*EXERCISE TEXT*.
The Worst Diet Plan EverSince January of this year, I've been battling Ovarian again. Just about every two weeks I go and get the shot in my butt, making me sore for a couple of days and nauseated and unable to eat for about a week. Needless to say, I've lost weight since my photo was last taken. I've also discovered bald spots that no matter what Drag Queen I enlist to help me with my hair, we can't hide anymore. I'm considering shaving off the rest of my hair. Just seems like it would be logical since I'm losing it at an alarming rate anyways.
I'm forcing myself to get out of bed everyday to try to at least walk around the house and get some form of exercise. My mental state could be better, but most times I'm praying for death to just get this over with already. I know I shouldn't think or say things like that, but it's hard to keep my usual sunny disposition when I hurt 99% of the time. Even when I'm sleeping, something is hurting. I know the cancer hasn't spread; my oncologist keeps testing me once a month. But it's just irksome to go day in and day out in pain.

Referring expression data
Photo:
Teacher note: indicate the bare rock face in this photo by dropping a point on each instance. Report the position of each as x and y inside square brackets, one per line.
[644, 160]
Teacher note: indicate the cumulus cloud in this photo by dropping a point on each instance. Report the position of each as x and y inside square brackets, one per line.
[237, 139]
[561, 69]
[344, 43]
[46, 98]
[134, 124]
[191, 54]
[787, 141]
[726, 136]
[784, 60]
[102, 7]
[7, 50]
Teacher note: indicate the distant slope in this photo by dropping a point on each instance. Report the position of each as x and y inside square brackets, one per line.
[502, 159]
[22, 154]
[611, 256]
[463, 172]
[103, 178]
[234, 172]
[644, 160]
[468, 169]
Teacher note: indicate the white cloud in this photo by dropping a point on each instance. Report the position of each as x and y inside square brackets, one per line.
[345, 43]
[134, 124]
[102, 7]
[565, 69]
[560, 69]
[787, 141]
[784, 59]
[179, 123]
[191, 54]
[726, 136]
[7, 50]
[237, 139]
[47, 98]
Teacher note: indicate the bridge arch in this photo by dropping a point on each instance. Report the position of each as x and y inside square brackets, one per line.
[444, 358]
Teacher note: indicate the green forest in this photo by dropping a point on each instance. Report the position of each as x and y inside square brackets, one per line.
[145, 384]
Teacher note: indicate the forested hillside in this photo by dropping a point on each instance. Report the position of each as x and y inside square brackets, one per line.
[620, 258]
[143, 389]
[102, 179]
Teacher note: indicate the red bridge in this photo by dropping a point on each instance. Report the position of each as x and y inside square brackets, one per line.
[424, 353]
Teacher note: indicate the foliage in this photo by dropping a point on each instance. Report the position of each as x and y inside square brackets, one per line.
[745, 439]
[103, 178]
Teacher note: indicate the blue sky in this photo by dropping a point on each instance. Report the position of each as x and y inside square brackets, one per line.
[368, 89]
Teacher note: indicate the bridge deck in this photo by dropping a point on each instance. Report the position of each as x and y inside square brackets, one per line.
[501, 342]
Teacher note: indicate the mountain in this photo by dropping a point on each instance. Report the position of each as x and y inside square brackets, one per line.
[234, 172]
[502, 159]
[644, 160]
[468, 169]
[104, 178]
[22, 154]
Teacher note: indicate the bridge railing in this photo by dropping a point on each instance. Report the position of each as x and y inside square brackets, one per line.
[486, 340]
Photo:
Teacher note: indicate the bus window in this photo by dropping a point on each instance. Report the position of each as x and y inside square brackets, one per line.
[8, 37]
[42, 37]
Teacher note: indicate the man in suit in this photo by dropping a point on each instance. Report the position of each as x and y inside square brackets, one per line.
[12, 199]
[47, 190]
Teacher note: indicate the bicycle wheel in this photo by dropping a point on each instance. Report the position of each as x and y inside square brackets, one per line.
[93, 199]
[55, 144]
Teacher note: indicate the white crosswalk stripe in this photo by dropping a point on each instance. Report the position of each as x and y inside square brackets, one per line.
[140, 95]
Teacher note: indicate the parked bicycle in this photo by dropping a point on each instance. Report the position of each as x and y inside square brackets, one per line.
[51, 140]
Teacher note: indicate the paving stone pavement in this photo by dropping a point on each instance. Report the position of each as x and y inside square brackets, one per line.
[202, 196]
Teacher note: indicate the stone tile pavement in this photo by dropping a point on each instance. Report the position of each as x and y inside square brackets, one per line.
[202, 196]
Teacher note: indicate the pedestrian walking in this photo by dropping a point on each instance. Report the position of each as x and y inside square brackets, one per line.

*PARTS OF THE EXERCISE*.
(1) Quote the cancer-treatment post word for word, starting at "I'm forcing myself" and running up to and including "out in pain.".
(2) Pick up the cancer-treatment post where it stops and keep writing it.

*WRITTEN ANSWERS*.
(1)
I'm forcing myself to get out of bed everyday to try to at least walk around the house and get some form of exercise. My mental state could be better, but most times I'm praying for death to just get this over with already. I know I shouldn't think or say things like that, but it's hard to keep my usual sunny disposition when I hurt 99% of the time. Even when I'm sleeping, something is hurting. I know the cancer hasn't spread; my oncologist keeps testing me once a month. But it's just irksome to go day in and day out in pain.

(2)
It hurts to sit and write. My laptop has been fried for a while, so writing blogs, and columns and on my next book is almost impossible for me. So if you don't hear from me for a while, it's not because I'm hiding in depression, it's just difficult for me to get someone in my family to translate notes for me. My Parkinson's has developed badly due to stress and my handwriting would make the world's best serial killer proud. Sometimes I can't even read what I wrote and then when I feel like sitting at the computer and translating out of spirals, I sometimes guess what I'm doing and it looks like the work of a pre-scholar.
Hang in there kids, pray for me and hopefully this hiatus won't be another year long one!!!